::: Provided information

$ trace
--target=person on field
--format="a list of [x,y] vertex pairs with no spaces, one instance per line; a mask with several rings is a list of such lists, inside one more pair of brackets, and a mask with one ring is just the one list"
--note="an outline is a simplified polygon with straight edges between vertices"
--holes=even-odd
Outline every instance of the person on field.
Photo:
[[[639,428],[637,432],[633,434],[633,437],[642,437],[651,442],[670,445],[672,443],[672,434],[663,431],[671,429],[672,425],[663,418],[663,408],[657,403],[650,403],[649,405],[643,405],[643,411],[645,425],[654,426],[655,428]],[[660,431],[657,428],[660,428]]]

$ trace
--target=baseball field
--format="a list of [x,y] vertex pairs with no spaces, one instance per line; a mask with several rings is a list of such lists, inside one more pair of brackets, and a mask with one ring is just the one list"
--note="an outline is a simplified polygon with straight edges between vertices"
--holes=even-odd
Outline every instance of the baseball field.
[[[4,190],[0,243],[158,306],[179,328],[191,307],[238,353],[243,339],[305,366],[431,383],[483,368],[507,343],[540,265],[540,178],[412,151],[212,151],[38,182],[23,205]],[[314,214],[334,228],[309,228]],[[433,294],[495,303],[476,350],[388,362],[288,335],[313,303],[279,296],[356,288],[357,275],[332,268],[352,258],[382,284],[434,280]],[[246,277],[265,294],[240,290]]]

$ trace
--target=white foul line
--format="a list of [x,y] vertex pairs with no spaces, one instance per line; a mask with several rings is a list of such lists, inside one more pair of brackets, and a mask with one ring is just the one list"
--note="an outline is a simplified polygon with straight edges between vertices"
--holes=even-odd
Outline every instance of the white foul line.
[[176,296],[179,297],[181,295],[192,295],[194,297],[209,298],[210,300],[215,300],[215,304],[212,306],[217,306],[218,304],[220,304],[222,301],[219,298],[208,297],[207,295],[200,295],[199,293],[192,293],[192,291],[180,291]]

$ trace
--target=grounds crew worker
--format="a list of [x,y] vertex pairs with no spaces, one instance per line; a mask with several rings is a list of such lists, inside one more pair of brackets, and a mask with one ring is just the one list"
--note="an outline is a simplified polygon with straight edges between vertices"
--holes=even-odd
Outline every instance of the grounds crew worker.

::::::

• _Work to do_:
Nothing in the listing may be changed; retype it all exactly.

• _The response_:
$ trace
--target=person on field
--format="a list of [x,y] vertex pairs with no spaces, one instance per line; a mask with several rings is a list of such lists, inside one more pair of brackets, and a mask with one ring is just the one list"
--note="an outline is a simplified polygon with straight edges between vertices"
--holes=even-odd
Outline every instance of the person on field.
Photo:
[[[639,428],[637,432],[633,434],[633,437],[642,437],[651,442],[670,445],[672,443],[672,434],[663,431],[671,429],[672,425],[663,418],[663,408],[657,403],[650,403],[649,405],[643,405],[643,411],[645,425],[654,426],[655,428]],[[660,431],[657,428],[660,428]]]

$ trace
--target=baseball field
--format="a list of [x,y] vertex pairs with no spaces, one instance per line; a mask with several rings is a list of such lists, inside one more pair of brackets, and a mask with one ring is just the one list"
--note="an outline is a simplified polygon with straight edges between vertices"
--holes=even-odd
Outline every instance of the baseball field.
[[[4,190],[0,243],[158,306],[179,328],[191,307],[238,353],[243,339],[305,366],[431,383],[483,368],[507,343],[540,265],[540,178],[412,151],[212,151],[38,182],[23,205]],[[314,214],[334,228],[309,228]],[[433,294],[495,303],[476,350],[388,362],[288,335],[313,303],[279,296],[356,288],[357,275],[332,268],[352,258],[382,284],[434,280]],[[246,277],[265,294],[240,290]]]

$ trace
--target=white foul line
--format="a list of [x,y] vertex pairs with no spaces, one instance per line; a mask with several rings is a list of such lists, inside one more pair of brackets, and a mask with one ring is just the one list"
--note="an outline is a simplified polygon with straight edges between vertices"
--holes=even-odd
Outline every instance of the white foul line.
[[176,296],[179,297],[181,295],[192,295],[194,297],[209,298],[210,300],[215,300],[215,304],[212,306],[217,306],[218,304],[220,304],[222,301],[219,298],[208,297],[207,295],[200,295],[199,293],[192,293],[192,291],[180,291]]

$ trace
--target=grounds crew worker
--format="a list of [x,y] vertex pairs with no spaces, one instance per line; a mask with several rings is a list of such lists, inside one more pair of brackets, and a mask with one ring is just the one list"
--note="an outline is a simplified polygon with straight edges between vertices"
--holes=even-odd
Outline every instance of the grounds crew worker.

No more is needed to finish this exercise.